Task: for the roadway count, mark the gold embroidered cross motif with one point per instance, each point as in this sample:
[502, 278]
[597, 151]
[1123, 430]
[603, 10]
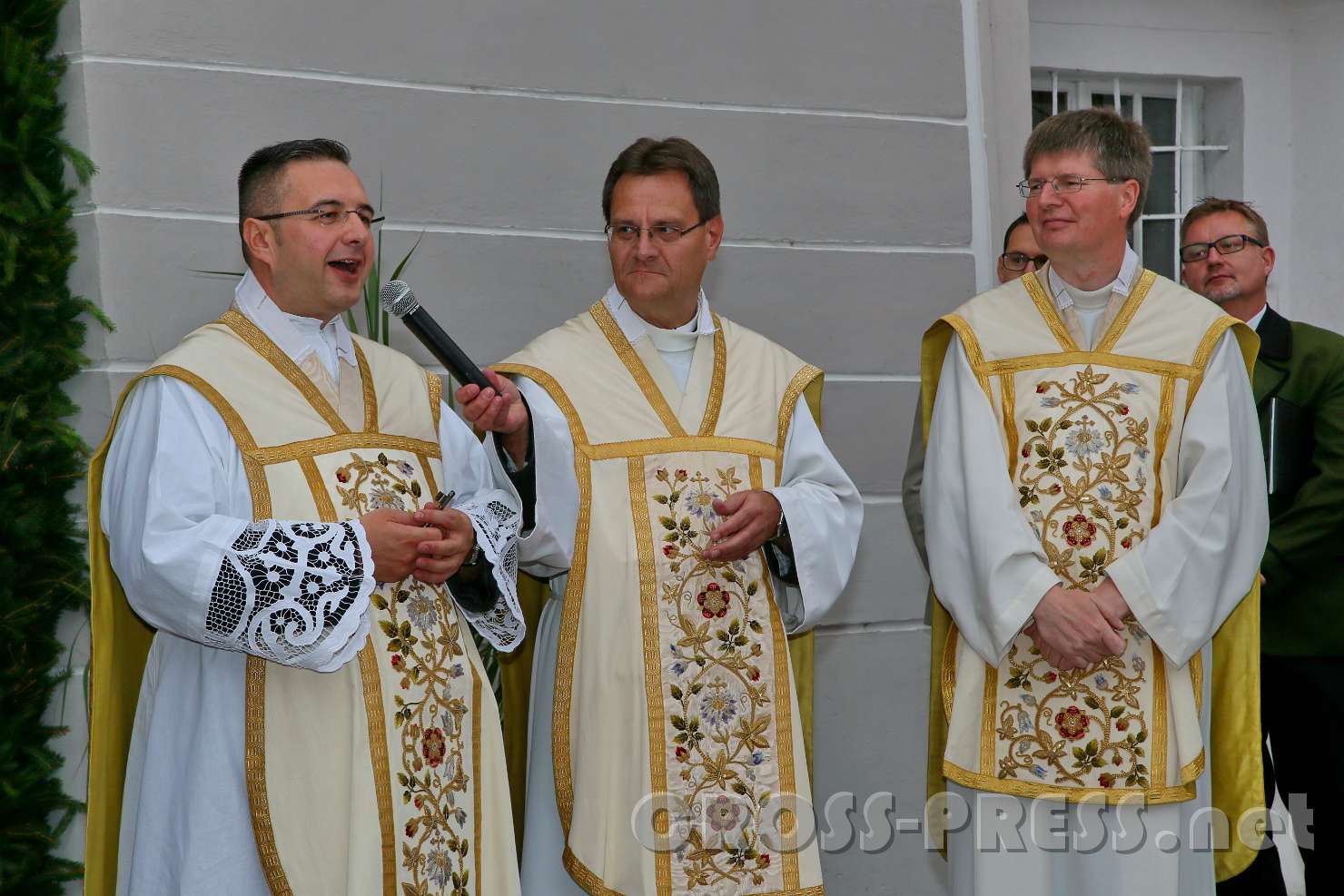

┄┄┄┄┄┄┄┄┄┄┄┄┄┄┄┄┄┄┄┄

§ What needs to be done:
Exactly as written above, print every line of the data but not its pictures.

§ Answer:
Task: for the roadway count, mark the gold embroidered cross motif with one point per instance, each point as in this sample:
[502, 278]
[597, 151]
[1123, 430]
[603, 10]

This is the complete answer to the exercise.